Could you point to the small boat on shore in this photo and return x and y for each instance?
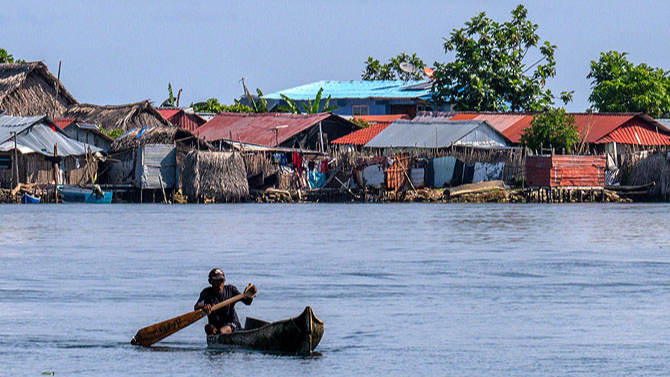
(30, 199)
(299, 335)
(72, 194)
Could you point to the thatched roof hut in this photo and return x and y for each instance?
(124, 117)
(29, 89)
(157, 135)
(221, 176)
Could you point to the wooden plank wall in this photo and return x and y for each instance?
(565, 171)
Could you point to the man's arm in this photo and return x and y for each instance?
(201, 303)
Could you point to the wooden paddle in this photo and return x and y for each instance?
(151, 334)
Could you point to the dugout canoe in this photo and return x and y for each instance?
(299, 335)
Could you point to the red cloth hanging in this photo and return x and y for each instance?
(297, 161)
(324, 166)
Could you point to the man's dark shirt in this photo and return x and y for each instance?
(225, 315)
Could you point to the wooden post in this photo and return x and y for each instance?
(55, 171)
(321, 136)
(16, 163)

» Your task
In your copy of the listing above, reproduce each line exactly and omit all pictures.

» Answer box
Could you point to the small boat on shore in this photo and return x and y for each instance?
(30, 199)
(299, 335)
(72, 194)
Could you point to the thatched roof hut in this photo and return x and y for each instance?
(124, 117)
(29, 89)
(157, 135)
(221, 176)
Could you point to the wooden plank wall in this photo and return x and y for each instance?
(565, 171)
Could you point to the man's arm in this photo and return x and y for each instance?
(201, 303)
Could you point to the wooden paddle in this photo and return x and y for each instance?
(151, 334)
Could you point to the dugout canoe in this photo and return x and y for each instance?
(299, 335)
Could you point to the red cloth hanging in this photo and return x and y for each instance?
(297, 161)
(324, 166)
Could you point to the man's dark shirt in this photo and return x and y for each instance?
(225, 315)
Could you point to the wooden post in this photo and return x and y for each instance?
(55, 171)
(321, 136)
(16, 163)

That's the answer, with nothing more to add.